▸ Do this:
Reproduce the scallion pancake text word for word, starting at "About 1 hour" and ending at "lot of pancakes.".

▸ Source document:
* BEGIN *
Pancakes or flatbread? Who cares when they taste this good?
difficulty:
yield:

4 (7-inch) pancakes, each cut into 8 wedges

time:

About 1 hour working time, plus 30 minutes to rest the dough

introduction

Scallion pancakes, the oldest pancakes in the world, are really scallion-stuffed pan-griddled flatbread wrought of unleavened dough. Ubiquitous in China and sold from street carts and store freezers, scallion pancakes wait cozily on many Asian-American restaurant menus, too. Scallion pancakes possess the unimpeachable allure of ancient flatbread: a tinsel-crisp exterior, layered flakiness, and a cushioned bite that, in their case, gives way to a steaming-sweet spring onion interior. When they’re right, they’re insanely delicious. We believe we’ve created a scallion pancake recipe that honors the finest form and flavor of this ancient bread. But it took a long time and a lot of pancakes.
* END *
▸ Information supplied:
* BEGIN *
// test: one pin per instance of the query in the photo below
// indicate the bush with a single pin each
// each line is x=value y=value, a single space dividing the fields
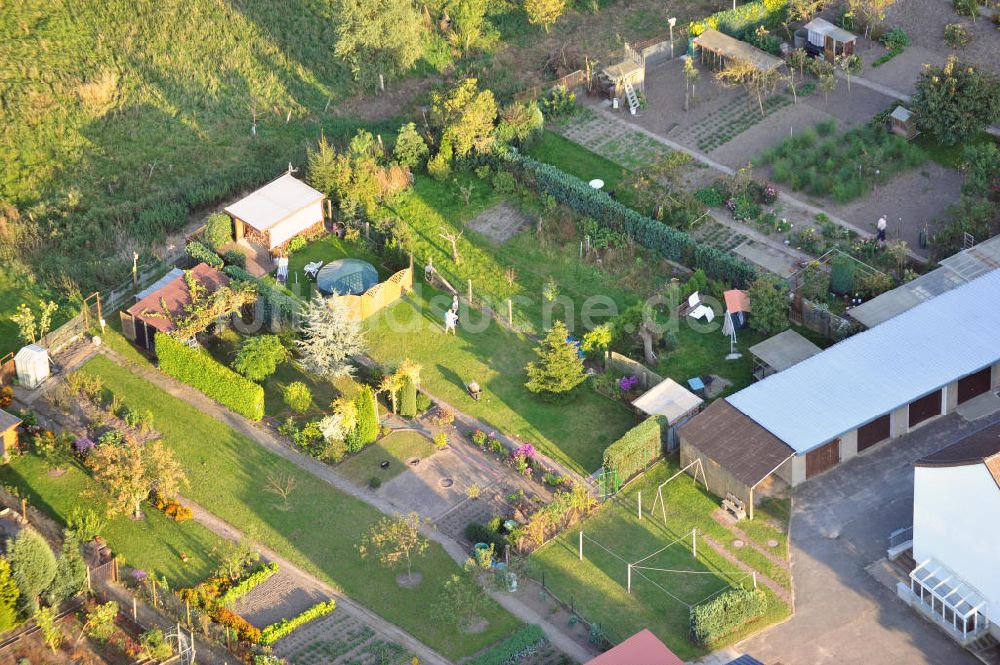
* END *
▸ Task result:
About 1 hour working time, plus 30 minutes to rest the dough

introduction

Scallion pancakes, the oldest pancakes in the world, are really scallion-stuffed pan-griddled flatbread wrought of unleavened dough. Ubiquitous in China and sold from street carts and store freezers, scallion pancakes wait cozily on many Asian-American restaurant menus, too. Scallion pancakes possess the unimpeachable allure of ancient flatbread: a tinsel-crisp exterior, layered flakiness, and a cushioned bite that, in their case, gives way to a steaming-sweet spring onion interior. When they’re right, they’re insanely delicious. We believe we’ve created a scallion pancake recipe that honors the finest form and flavor of this ancient bread. But it took a long time and a lot of pancakes.